In Phillips’s reading of Winnicott’s object-relations theory, love—real love—is an endless dance of chances, one that requires those inside of it to become disillusioned with each other and themselves, only to be reillusioned on the side of and because of that disillusionment. To say nothing of the song “Flamme jummelle,” which might very well, on its own, already belong in the pantheon of Alcest’s greatest achievements, the story told therein—by both song and video—is this form of Winnicottian love. We watch through misting eyes the dancers embrace, reject, uphold, shrink from, breathe life into, injure, and rejoin one another in this “endless and ongoing process,” one bolstered and made all the more endless and ongoing by the grandeur of the geological processes that created the very settings and scenery of their human drama. “Flamme jummelle,” the twin flame, is not just the pairing of first and second chances but an endless and ongoing dance of them, one created by the one fully lived and regretted and mourned and made of before the second can come into view.

“A second chance,” we are told, “is always an act of remembering, whatever else it is. When we talk about second chances we are talking, by definition, about the workings of memory; the recovery in memory of what may seem now, at least in retrospect, to have been a first chance.” And thus, we are ushered into Les chants final act, beginning as it does with the aptly named “Reminiscence.” It is a short piano interlude buoyed by a bow pulled slowly across strings and Neige’s plaintive voice, imbued with enough pathos to evoke from the listener a wistful gratitude, one that might even be convinced to make us look back, to remember, to dig in our memories in order to decipher what might, we realize, have been our first chance, whatever it was. “I needed to go back into my inner world,” Neige says about the making of Les chants, redirecting his artistic energies from the external tragedies that informed Spiritual Instinct and the even darker Kodama. Similarly to Souvenirs d’un autre mode, Les chants “draws inspiration from the spiritual childhood experiences that have shaped Neige, both as a musician and a human being.”

Perhaps, then, it is a beautiful flowing river of childhood memories that takes us from “Reminiscence” into “L’enfant de la lune” and finally “L’adieu.” Of course, “enfant” means child in French, but it also means, in the original Latin, to be speechless or without language. This is more than “a liberated nosedive into the very notion of consciousness”; rather, this is submersion into the unfettered world of the unconscious, of a time before language, of a time when the child’s life was not structured by the ability to define it verbally and so thus simultaneously larger and smaller than what comes after language’s structuring power. Moreover, we are again sitting under “la lune,” the same moon that shines so brightly, so mystically, on the cover of 2010’s Écailles de lune. We are, all these years later, looking over our beginnings. “L’enfant de la lune” begins with a voice-over and electronic beat that nods to the eclectic career of Ulver while also reminding me oddly enough of Lust of Youth that then calls to mind, if ever so briefly, in its classic mix of post-rock and black metal, “Là où naissent les couleurs Nouvelles” from Les voyages de l’âme. There’s something quietly simple about “L’enfant de la lune,” a sense that, after everything that’s come before it on Les chants, it is time to set down all pretense and rest. We might be reviewing and rethinking our beginnings, but we are also not there. We are thinking about what it meant to be there, back at our first chance, and we are doing so fully cloaked in the emergent possibilities of the second chance.

**COLLECTED DATA:**
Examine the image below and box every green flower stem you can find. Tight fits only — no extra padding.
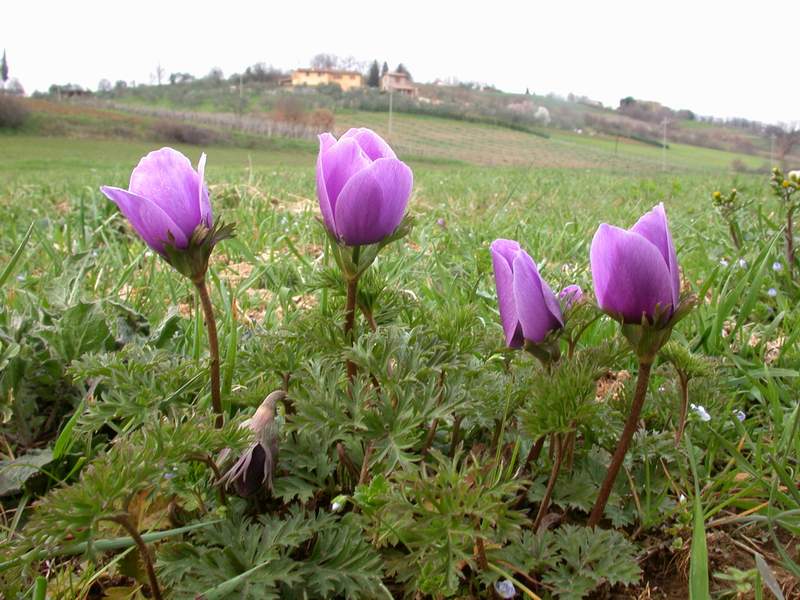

**WHAT TO WORK ON:**
(1) List every track title that the passage about Alcest's Les chants mentions.
(2) Extend the passage about Alcest's Les chants, picking up after its final sentence.

**ANSWERS BY TASK:**
(1) "Flamme jummelle," "Reminiscence," "L'enfant de la lune," "L'adieu," and "Là où naissent les couleurs Nouvelles"

(2)
“L’adieu” is not so much a goodbye as it is a blissful recitation of the album’s luminosity. As the final act in the three-song suite that closes Les chants, it brings us to where we have been, where we are now, and where we might soon be. As Phillips writes, “Without the whole notion of the second chance, we would have to reimagine hope, and progress, and pleasure. We would have to reimagine what it would be to be, or to have, a character. We may not think of the play we see as a second chance for the rehearsals, or the performed music as a second chance for the practice that had made it possible; but once we do, both preparation and performance look different. More open to innovation, say, or re-creation, or reworking.” Neige has certainly never foreclosed himself to innovation, to re-creation, to reworking. If anything, Alcest is a testament to those very acts, to the very possibilities that bring us to those acts.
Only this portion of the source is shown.